Provide the data again in its entirety, exactly as given.

Items listed in a dataset
------------------------------------------------------------------------

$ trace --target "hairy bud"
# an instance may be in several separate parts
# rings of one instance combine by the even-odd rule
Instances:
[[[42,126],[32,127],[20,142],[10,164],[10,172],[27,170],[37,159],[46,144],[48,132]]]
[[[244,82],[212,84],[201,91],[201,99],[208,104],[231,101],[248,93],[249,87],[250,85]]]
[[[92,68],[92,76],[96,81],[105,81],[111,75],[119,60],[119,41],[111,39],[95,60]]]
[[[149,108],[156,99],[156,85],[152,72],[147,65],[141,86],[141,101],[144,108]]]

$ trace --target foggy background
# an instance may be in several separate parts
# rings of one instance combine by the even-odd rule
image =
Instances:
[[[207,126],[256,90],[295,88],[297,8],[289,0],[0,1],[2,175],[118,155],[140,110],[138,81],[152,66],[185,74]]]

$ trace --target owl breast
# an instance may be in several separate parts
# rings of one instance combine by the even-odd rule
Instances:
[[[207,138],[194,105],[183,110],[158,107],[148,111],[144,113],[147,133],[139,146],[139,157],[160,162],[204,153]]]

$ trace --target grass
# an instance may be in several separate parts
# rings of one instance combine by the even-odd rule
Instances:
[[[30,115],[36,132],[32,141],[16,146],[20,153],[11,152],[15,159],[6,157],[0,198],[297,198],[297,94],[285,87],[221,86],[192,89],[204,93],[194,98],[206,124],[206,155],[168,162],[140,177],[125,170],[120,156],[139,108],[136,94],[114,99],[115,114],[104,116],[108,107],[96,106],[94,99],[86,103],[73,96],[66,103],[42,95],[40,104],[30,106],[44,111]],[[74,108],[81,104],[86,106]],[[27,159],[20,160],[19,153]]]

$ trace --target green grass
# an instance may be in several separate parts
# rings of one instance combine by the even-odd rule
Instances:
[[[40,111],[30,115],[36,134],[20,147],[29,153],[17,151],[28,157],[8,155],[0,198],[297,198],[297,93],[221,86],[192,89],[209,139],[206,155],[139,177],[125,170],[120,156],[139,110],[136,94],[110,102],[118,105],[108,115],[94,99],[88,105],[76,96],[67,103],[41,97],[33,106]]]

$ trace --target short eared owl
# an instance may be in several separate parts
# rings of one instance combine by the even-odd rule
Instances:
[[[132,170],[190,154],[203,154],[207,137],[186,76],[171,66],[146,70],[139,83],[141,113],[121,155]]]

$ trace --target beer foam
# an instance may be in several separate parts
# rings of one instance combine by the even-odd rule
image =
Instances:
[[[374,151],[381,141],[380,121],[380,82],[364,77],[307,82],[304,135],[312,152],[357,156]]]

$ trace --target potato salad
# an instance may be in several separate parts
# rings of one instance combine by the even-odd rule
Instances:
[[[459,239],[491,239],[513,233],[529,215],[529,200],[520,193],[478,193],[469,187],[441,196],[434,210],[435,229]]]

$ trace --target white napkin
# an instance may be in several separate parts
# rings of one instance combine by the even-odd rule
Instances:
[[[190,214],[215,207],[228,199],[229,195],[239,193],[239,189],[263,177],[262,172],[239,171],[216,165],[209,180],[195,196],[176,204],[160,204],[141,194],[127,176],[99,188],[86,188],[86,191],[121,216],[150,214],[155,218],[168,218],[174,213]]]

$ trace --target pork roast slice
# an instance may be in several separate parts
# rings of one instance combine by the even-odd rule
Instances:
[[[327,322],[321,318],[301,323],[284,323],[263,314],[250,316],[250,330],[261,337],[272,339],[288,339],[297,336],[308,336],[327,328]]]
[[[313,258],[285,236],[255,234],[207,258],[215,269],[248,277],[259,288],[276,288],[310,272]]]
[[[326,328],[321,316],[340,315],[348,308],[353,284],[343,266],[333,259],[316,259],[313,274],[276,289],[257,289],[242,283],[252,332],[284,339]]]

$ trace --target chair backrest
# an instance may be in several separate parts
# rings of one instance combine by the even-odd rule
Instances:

------------------------------------------------------------------------

*Output*:
$ trace --target "hairy bud"
# an instance may be in several separate parts
# rings of one instance combine by the even-odd rule
Instances:
[[[42,126],[32,127],[20,142],[10,164],[10,172],[27,170],[37,159],[46,144],[48,132]]]
[[[244,82],[212,84],[201,91],[201,99],[208,104],[231,101],[248,93],[249,87],[250,85]]]
[[[92,68],[92,76],[96,81],[105,81],[111,75],[119,60],[119,41],[111,39],[95,60]]]
[[[149,108],[156,99],[156,85],[152,72],[147,65],[141,86],[141,101],[144,108]]]

$ trace --target foggy background
# an instance may be in several separate parts
# rings of one instance combine by the even-odd rule
image =
Instances:
[[[207,126],[256,90],[295,88],[297,8],[289,0],[0,1],[2,175],[118,155],[140,110],[138,81],[152,66],[185,74]]]

$ trace --target owl breast
# an instance may be in several separate parts
# rings of one instance combine by the even-odd rule
Instances:
[[[207,138],[194,105],[183,110],[158,107],[148,111],[144,113],[147,133],[139,146],[139,157],[160,162],[204,153]]]

$ trace --target grass
# an instance may be in several separate parts
# rings of one instance combine by the even-odd rule
Instances:
[[[30,115],[36,132],[32,141],[16,146],[20,153],[11,152],[15,159],[6,157],[0,198],[297,198],[297,94],[285,87],[221,86],[192,89],[204,93],[194,98],[206,124],[206,155],[168,162],[140,177],[125,170],[120,156],[139,108],[136,94],[114,99],[115,114],[104,116],[108,107],[96,106],[94,99],[86,103],[73,96],[66,103],[42,95],[40,104],[30,106],[44,111]],[[74,108],[81,104],[86,106]],[[27,159],[20,160],[19,153]]]

$ trace --target green grass
# an instance may be in several separate parts
# rings of one instance combine by the even-odd rule
Instances:
[[[40,111],[30,115],[36,134],[20,147],[29,153],[17,151],[28,157],[8,155],[0,198],[297,198],[297,93],[221,86],[192,89],[209,139],[206,155],[139,177],[125,170],[120,156],[139,110],[136,94],[110,102],[118,105],[108,115],[94,99],[88,105],[76,96],[67,103],[41,97],[33,106]]]

$ trace --target short eared owl
# an instance may be in several separate parts
# rings of one instance combine by the even-odd rule
Instances:
[[[132,170],[190,154],[203,154],[207,137],[186,76],[171,66],[146,70],[139,83],[141,113],[121,155]]]

$ trace --target beer foam
# an instance may be in several separate parts
# rings of one instance combine by the even-odd rule
image =
Instances:
[[[374,151],[381,141],[380,121],[380,82],[364,77],[307,82],[304,135],[312,152],[357,156]]]

$ trace --target potato salad
# an instance may be in several separate parts
# rings of one instance combine by the even-odd rule
Instances:
[[[459,239],[491,239],[513,233],[529,215],[529,200],[520,193],[478,193],[469,187],[441,196],[434,210],[435,229]]]

$ trace --target white napkin
# an instance may be in several separate parts
# rings of one instance combine by the even-odd rule
Instances:
[[[190,214],[215,207],[228,199],[229,195],[239,193],[239,189],[263,177],[262,172],[239,171],[216,165],[209,180],[195,196],[176,204],[160,204],[141,194],[127,176],[99,188],[86,188],[86,191],[121,216],[150,214],[155,218],[168,218],[174,213]]]

$ trace --target pork roast slice
# an instance may be in several separate parts
# rings of one instance combine by the even-odd rule
Instances:
[[[327,322],[321,318],[301,323],[284,323],[263,314],[250,316],[250,330],[261,337],[272,339],[288,339],[297,336],[308,336],[327,328]]]
[[[313,258],[285,236],[255,234],[207,258],[215,269],[248,277],[259,288],[276,288],[310,272]]]
[[[326,328],[321,316],[340,315],[348,308],[353,284],[343,266],[333,259],[316,259],[313,274],[276,289],[257,289],[242,283],[252,332],[284,339]]]

$ trace --target chair backrest
# an instance may be in several separate parts
# rings of one instance combine by the even-odd rule
Instances:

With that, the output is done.